— start —

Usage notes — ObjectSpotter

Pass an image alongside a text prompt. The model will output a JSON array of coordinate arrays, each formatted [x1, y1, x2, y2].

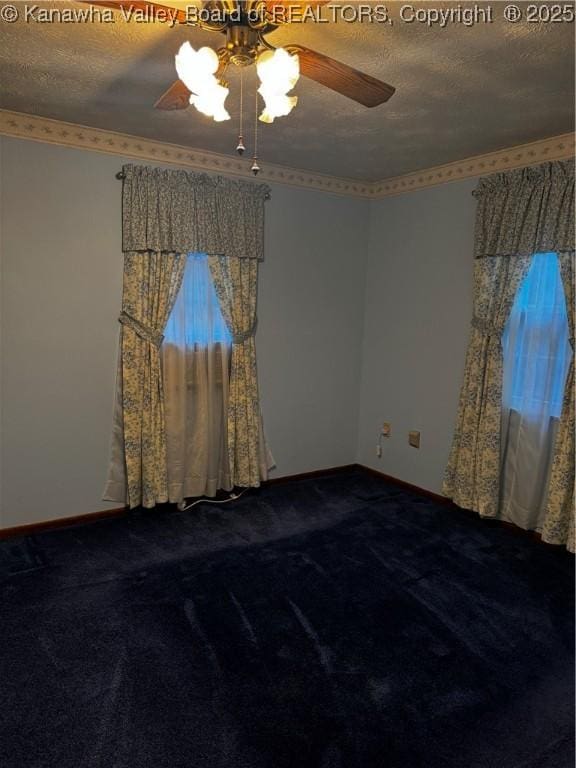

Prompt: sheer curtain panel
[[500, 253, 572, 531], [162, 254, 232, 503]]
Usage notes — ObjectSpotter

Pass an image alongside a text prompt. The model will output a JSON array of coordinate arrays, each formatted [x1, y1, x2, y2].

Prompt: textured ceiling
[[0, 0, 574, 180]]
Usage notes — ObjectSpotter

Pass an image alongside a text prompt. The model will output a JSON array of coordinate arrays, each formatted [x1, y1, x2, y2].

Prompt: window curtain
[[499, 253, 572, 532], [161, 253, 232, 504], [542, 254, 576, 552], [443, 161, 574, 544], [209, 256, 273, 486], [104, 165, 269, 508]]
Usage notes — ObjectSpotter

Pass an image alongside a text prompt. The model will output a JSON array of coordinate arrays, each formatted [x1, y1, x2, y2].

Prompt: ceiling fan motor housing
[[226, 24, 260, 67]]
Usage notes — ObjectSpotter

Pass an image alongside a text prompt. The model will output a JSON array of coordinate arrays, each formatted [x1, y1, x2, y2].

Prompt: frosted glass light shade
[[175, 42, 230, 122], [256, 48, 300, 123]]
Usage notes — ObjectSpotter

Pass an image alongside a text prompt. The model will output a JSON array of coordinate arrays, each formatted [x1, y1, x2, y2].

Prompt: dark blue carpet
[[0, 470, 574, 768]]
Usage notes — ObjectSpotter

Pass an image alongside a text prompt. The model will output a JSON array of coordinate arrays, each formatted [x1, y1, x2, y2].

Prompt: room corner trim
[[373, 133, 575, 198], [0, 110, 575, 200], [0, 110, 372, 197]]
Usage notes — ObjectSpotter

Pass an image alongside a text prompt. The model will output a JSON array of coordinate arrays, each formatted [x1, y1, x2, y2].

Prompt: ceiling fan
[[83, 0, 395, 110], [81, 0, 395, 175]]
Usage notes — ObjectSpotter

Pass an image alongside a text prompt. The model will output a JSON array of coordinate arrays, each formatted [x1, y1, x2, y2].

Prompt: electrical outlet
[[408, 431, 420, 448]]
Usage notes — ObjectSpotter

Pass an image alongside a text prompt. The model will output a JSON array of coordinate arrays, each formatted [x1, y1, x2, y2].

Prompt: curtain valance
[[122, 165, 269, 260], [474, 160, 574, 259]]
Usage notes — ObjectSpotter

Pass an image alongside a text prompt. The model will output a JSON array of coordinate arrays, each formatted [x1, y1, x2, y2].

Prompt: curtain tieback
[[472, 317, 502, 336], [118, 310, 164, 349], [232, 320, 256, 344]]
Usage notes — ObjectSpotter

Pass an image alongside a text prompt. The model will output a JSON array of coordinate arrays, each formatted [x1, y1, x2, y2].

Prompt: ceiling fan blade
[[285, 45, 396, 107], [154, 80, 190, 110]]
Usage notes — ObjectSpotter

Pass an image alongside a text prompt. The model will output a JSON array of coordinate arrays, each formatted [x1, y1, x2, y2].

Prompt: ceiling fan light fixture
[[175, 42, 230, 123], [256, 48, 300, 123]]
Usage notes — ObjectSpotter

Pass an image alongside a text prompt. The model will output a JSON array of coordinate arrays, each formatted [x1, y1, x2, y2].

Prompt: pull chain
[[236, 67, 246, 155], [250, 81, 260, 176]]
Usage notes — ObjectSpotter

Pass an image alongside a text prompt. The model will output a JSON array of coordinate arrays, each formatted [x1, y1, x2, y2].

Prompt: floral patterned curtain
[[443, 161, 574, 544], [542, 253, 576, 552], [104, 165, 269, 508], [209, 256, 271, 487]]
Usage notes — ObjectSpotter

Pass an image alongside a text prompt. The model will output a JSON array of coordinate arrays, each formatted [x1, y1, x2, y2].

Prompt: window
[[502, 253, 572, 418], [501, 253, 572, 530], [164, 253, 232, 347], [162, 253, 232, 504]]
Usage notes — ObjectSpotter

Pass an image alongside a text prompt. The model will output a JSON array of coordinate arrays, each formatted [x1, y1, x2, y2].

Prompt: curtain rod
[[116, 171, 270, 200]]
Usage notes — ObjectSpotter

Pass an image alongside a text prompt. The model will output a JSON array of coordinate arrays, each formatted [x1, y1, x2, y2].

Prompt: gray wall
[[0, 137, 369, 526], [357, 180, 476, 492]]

— end —

■ **Direction**
Copy the data from its beginning through the line containing "110, 372, 197]]", including that line, and leave the pictures out.

■ **Written response**
Usage notes — ObjectSpotter

Pass an image alongside a text prompt. The model will output a JSON array of coordinate arrays, each formatted [x1, y1, x2, y2].


Prompt: sheer curtain panel
[[500, 253, 572, 531], [162, 254, 232, 503]]
Usage notes — ObjectSpotter

Pass an image alongside a text prompt. The model will output a JSON array of coordinate arrays, each formatted [x1, y1, x2, y2].

Prompt: textured ceiling
[[0, 0, 574, 180]]
Usage notes — ObjectSpotter

Pass an image alongside a text prompt. The model will output a JSON array of coordinate arrays, each formatted [x1, y1, x2, y2].

Prompt: window curtain
[[499, 253, 572, 532], [161, 253, 232, 504], [542, 254, 576, 552], [443, 161, 574, 544], [209, 256, 273, 486], [104, 165, 269, 508]]
Usage notes — ObjectSpotter

Pass an image alongside a text prompt. The model will output a JSON array of coordinate arrays, each formatted [x1, y1, x2, y2].

Prompt: ceiling fan motor housing
[[226, 24, 260, 67]]
Usage notes — ObjectSpotter

Pass an image alongside a text prompt. The model will output a JSON array of coordinate arrays, each formatted [x1, y1, x2, y2].

Prompt: frosted glass light shade
[[175, 42, 230, 122], [256, 48, 300, 123]]
Usage notes — ObjectSpotter

Pass an image alongside a text prompt. The model will output a JSON array of coordinate arrays, each formatted [x1, y1, x2, y2].

Prompt: dark blue carpet
[[0, 470, 574, 768]]
Usage notes — ObjectSpotter

Pass an image alongside a text prompt. The model will output a JSON array of coordinate arrays, each formatted [x1, y1, x2, y2].

Prompt: room corner trim
[[373, 133, 575, 198], [0, 110, 575, 200], [0, 110, 372, 197]]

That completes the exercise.